──────── Source passage

After round $k$ , the rank array correctly orders all suffixes by their first $2^{k}$ characters. Each round reuses the previous ranks: the sort key for suffix $i$ is the pair $(rank [i], rank [i + 2^{k - 1}])$ , which encodes $2^{k}$ characters in $O (1)$ .

This is why doubling works: two known halves of length $2^{k - 1}$ are combined into a single key of length $2^{k}$ with no extra character comparisons. The number of distinct ranks can only increase or stay the same each round, and once all $n$ ranks are unique the suffix array is complete.

  Prefix-doubling: how each round doubles the comparison window

  Round 0 (k=1): rank by first 1 character
  ┌───┐
  │ b │ a  n  a  n  a  $
  └───┘
  key = rank[i]

  Round 1 (k=2): rank by first 2 characters
  ┌───┬───┐
  │ b │ a │ n  a  n  a  $
  └───┴───┘
  key = (rank[i], rank[i+1])

  Round 2 (k=4): rank by first 4 characters
  ┌───┬───┬───┬───┐
  │ b │ a │ n │ a │ n  a  $
  └───┴───┴───┴───┘
  key = (rank[i], rank[i+2])  <- reuses round 1 ranks!

  Round 3 (k=8 > n): all suffixes fully compared. DONE.

  Each round: one sort of n pairs -> O(n log n)
  Total rounds: O(log n)  ->  O(n log² n) overall

What the Code Won't Teach You

$O (1)$ LCP queries require a sparse table. The LCP between sa[i] and sa[j] is $min (lcp [i + 1], \dots, lcp [j])$ -- a range minimum query. Without a sparse table (or segment tree), each LCP query costs $O (n)$ , making problems that need many pairwise LCP comparisons infeasible. The code builds SA + LCP but not the RMQ structure -- you need to know to add it yourself.

────────────────
──────── Record excerpts

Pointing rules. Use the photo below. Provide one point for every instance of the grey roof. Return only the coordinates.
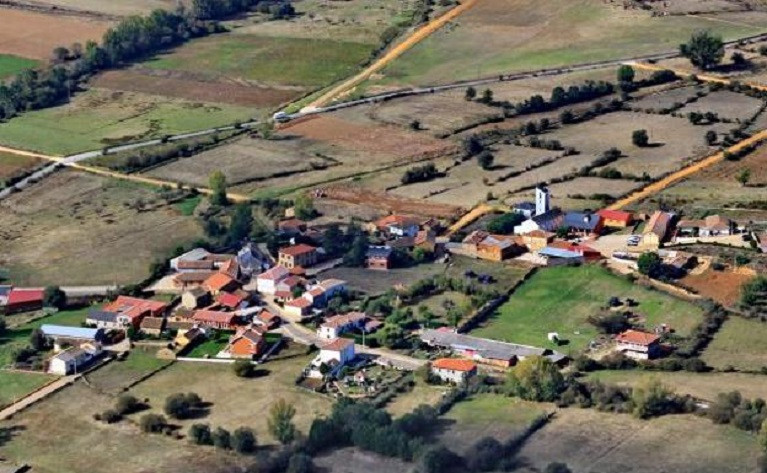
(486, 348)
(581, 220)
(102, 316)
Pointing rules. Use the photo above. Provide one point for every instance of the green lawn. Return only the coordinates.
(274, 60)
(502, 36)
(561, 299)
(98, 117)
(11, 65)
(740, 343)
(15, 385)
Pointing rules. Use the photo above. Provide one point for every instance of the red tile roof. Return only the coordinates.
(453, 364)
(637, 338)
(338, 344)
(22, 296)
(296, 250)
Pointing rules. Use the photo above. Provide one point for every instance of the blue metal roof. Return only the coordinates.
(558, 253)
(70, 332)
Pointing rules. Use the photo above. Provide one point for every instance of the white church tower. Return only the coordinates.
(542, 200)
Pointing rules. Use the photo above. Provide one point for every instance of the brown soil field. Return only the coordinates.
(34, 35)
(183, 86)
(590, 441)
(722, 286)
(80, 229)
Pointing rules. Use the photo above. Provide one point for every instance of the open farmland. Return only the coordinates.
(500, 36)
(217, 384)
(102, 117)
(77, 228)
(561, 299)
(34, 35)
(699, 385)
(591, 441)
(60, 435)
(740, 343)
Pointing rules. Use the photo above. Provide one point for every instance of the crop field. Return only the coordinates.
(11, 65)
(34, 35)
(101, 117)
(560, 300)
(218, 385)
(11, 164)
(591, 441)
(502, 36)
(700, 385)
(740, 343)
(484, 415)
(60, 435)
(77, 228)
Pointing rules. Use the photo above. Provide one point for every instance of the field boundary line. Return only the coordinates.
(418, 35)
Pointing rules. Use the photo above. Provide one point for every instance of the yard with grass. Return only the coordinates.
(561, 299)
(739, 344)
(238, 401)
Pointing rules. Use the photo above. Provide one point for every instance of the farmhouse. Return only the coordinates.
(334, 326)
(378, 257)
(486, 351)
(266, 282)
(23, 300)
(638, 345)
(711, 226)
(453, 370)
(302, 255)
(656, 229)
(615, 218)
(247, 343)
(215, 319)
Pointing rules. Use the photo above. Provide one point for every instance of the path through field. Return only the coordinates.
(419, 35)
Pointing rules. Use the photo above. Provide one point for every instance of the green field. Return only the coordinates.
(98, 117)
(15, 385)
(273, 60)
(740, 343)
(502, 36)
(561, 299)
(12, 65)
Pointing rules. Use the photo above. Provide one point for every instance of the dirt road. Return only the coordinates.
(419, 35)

────────────────

▶ **Required work**:
Answer these questions from the passage about suffix arrays:
1. At what point is the suffix array complete?
2. What overall running time does the diagram give for prefix doubling?
3. Without a sparse table or segment tree, what does each LCP query cost?
The entries are separate material and have no connection to the passage about suffix arrays.

▶ **Answer for the task**:
1. It is complete once all n ranks are unique.
2. It gives O(n log² n) overall.
3. Each LCP query costs O(n).